_Brano da leggere_

La porcellana è il materiale ceramico più pregiato. Essa è di un
bianco brillante non solo alla superficie ma anche nell’impasto
interno. Pur non essendo trasparente, la porcellana viene definita
traslucida, cioè lascia passare la luce; infatti, se mettete una
mano dietro un piatto di porcellana controluce, riuscirete a vedere
la forma delle vostre dita. Il materiale con cui viene fabbricata la
porcellana, ha bisogno di una temperatura di cottura superiore agli
altri tipi di ceramiche. E’ molto resistente agli agenti chimici, è
dura, impermeabile ai liquidi e ai gas e viene utilizzata
prevalentemente per apparecchi igienico-sanitari ed oggetti di
pregio.
Il cristallo è un materiale derivante dal vetro, ma si differenzia
da quest’ultimo perché è a base di silicato di piombo. Il cristallo
è pesante, sonoro, brillantissimo e molto rifrangente. Il cristallo
di Boemia o mezzo cristallo è a base di potassio e le sue qualità
sono la lucentezza, la brillantezza e la leggerezza. Il vetro è la
base di questi due tipi di cristalli ed è uno dei materiali più
comuni e diffusi. La sua diffusione si spiega facilmente qualora si
considerino le sue proprietà: è trasparente, viene agevolmente
lavorato, non viene attaccato dalla maggior parte degli agenti
chimici, non colora e non attacca i cibi conservati, si pulisce con
facilità, non assorbe odori, è totalmente impermeabile e il suo
costo è abbastanza contenuto. Dalla lavorazione di questo materiale
possiamo ottenere tanti tipi di vetro. Tra i tanti abbiamo il vetro
comune per bicchieri, lastre per finestre, barattoli, specchi comuni
ecc.. Il cristallo di Boemia per servizi da tavola, lampadari, bulbi
per termometri ecc.. Il cristallo per oggetti di pregio, servizi da
tavola, vetri per ottica ecc.. Il vetro infrangibile per bicchieri,
lastre ecc., e gli smalti che si usano per ricoprire porcellane,
metalli ed anche altri vetri.
I capi di biancheria, anche molto pregiati, si lavano
necessariamente in acqua, lasciandoli a lungo in ammollo, perché le
macchie si ammorbidiscano. Si lavano poi in lavatrice, che è molto
più delicata del lavaggio a mano. Per i capi delicati e preziosi è
da escludere la centrifuga. Se rimane qualche macchia (e il capo è
bianco) si passa uno straccino imbevuto di tre parti di acqua e uno
di candeggina sul capo ben bagnato, tamponando per cinque minuti al
massimo. Si ripete il lavaggio subito dopo.
PER I MERLETTI: lasciare a lungo in ammollo, lavare a mano, non
strizzare, ma avvolgere in un asciugamano e tamponare delicatamente
l’eccesso d’acqua. Usare la candeggina con gran prudenza: tamponare
appena un attimo e poi risciacquare abbondantemente.
STOFFE ROBUSTE: possono essere lavate a 60°, mentre per quelle
sottili è preferibile non superare i 40°.

_Il compito_
Rispondi a queste domande sul testo dedicato a porcellana, vetro e biancheria:
(a) Perché la porcellana viene definita traslucida?
(b) Su quale sostanza si basa il cristallo di Boemia?
(c) Quale temperatura è preferibile non superare per lavare le stoffe sottili?

(Voci da una fonte di dati)
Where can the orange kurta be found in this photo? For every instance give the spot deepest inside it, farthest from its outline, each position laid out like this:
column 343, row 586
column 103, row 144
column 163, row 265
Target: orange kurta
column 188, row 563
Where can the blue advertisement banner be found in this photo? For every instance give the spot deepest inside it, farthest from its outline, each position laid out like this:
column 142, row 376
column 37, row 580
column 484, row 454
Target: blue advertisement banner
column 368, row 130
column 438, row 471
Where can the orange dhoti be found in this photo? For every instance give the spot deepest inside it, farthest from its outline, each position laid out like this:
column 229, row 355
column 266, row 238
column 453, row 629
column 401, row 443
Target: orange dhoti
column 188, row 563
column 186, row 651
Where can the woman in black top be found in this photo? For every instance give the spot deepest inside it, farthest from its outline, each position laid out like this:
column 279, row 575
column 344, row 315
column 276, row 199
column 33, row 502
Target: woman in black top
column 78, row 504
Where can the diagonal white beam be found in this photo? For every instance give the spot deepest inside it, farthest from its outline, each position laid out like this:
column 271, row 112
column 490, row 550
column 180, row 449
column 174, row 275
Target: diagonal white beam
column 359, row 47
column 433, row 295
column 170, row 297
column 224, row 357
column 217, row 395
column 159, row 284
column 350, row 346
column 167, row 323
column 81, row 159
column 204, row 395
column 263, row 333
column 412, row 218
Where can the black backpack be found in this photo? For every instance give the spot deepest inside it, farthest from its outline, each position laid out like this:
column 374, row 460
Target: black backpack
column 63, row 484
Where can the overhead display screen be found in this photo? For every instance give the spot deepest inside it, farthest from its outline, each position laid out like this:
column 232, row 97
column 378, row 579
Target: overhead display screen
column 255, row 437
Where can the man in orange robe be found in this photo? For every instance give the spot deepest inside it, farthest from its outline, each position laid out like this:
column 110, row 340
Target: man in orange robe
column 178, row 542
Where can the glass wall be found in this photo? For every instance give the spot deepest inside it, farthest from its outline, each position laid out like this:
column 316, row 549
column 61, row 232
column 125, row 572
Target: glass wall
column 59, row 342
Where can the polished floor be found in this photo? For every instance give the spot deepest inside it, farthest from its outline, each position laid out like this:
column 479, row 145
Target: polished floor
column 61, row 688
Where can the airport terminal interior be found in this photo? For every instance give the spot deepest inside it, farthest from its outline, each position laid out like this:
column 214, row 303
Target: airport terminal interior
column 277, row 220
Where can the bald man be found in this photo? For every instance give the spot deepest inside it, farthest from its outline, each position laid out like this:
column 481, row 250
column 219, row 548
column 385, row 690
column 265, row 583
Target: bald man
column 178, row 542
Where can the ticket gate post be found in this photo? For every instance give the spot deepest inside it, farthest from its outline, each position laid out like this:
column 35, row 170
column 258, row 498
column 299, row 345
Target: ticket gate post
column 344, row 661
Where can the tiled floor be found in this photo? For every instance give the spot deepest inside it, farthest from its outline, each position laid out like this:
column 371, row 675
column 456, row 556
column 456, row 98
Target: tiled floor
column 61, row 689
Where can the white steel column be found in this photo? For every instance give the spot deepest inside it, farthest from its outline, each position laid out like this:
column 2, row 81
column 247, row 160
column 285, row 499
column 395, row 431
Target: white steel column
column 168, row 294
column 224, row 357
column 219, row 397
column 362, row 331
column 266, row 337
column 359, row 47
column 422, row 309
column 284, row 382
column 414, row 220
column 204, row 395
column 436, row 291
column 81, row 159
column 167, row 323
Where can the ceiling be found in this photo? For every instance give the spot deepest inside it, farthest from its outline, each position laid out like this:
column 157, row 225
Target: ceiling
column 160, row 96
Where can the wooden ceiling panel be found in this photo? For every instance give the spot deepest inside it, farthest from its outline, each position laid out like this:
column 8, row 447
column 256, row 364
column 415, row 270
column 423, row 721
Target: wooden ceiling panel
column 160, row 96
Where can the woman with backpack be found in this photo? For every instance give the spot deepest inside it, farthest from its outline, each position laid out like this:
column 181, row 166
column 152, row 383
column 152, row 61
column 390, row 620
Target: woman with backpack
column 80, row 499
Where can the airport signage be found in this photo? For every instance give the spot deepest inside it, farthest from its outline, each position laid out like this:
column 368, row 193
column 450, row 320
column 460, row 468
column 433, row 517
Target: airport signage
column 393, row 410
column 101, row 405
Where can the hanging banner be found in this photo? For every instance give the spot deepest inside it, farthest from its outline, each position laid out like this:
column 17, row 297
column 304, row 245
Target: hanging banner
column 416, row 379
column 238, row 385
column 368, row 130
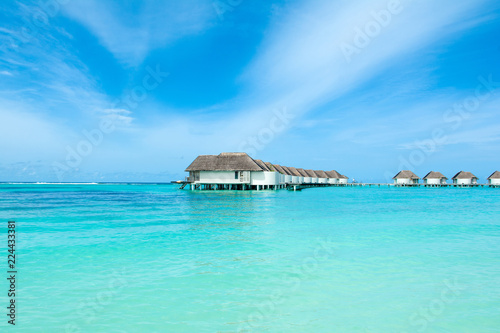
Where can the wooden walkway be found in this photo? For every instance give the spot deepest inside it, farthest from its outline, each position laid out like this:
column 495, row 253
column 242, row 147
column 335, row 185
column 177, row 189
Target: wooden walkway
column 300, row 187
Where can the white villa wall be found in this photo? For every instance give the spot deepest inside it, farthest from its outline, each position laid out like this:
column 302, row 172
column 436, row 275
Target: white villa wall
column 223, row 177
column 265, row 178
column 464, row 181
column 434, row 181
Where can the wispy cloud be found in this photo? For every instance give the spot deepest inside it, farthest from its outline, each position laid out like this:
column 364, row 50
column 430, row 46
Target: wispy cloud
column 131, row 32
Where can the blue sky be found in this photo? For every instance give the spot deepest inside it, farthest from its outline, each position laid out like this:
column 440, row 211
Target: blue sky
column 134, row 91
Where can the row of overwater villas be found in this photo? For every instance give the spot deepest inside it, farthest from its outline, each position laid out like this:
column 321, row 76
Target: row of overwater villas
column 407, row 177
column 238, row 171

* * *

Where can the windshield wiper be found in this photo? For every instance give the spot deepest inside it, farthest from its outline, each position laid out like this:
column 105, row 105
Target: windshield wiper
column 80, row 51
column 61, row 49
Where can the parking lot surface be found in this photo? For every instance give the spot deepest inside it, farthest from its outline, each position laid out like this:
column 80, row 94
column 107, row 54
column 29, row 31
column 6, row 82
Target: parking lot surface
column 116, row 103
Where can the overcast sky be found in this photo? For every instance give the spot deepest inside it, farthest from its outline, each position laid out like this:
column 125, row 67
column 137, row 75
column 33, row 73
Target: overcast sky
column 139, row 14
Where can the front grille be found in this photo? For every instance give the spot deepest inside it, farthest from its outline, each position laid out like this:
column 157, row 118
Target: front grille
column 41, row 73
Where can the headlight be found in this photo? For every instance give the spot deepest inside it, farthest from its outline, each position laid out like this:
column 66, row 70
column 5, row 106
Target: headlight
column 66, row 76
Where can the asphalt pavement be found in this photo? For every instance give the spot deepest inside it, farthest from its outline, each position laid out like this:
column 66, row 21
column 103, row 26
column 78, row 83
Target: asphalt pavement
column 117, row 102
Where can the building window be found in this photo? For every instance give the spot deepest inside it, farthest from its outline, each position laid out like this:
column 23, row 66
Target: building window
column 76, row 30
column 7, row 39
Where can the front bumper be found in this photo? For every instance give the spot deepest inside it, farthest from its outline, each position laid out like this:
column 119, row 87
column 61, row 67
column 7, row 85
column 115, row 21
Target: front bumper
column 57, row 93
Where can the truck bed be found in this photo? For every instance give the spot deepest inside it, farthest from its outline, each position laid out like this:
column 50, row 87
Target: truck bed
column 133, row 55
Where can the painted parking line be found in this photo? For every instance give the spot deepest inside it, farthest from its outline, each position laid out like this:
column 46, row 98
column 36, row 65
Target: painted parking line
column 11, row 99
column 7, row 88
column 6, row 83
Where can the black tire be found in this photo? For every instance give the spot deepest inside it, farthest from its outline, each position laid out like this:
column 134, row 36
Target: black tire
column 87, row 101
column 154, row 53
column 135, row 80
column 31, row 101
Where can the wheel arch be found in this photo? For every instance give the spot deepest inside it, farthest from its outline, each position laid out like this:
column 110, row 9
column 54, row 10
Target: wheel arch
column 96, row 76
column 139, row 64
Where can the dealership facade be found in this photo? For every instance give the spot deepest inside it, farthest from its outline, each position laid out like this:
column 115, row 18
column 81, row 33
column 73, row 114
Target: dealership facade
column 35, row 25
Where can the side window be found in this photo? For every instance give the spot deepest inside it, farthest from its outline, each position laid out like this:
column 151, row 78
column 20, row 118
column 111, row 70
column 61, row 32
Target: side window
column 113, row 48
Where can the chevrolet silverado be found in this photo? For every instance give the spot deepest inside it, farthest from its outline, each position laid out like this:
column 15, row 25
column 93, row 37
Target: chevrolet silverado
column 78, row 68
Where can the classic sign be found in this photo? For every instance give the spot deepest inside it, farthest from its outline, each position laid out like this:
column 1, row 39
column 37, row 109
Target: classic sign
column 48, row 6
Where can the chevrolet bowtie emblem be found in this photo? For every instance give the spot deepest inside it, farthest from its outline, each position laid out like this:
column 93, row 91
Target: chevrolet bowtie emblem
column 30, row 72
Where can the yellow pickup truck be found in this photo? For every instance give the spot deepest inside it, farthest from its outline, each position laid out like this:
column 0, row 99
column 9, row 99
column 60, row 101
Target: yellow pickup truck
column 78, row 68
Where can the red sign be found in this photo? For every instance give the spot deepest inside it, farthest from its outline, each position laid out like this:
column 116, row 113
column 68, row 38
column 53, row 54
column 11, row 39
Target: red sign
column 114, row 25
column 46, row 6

_Risposta corretta_
(a) La porcellana viene definita traslucida perché lascia passare la luce.
(b) Il cristallo di Boemia è a base di potassio.
(c) Per le stoffe sottili è preferibile non superare i 40°.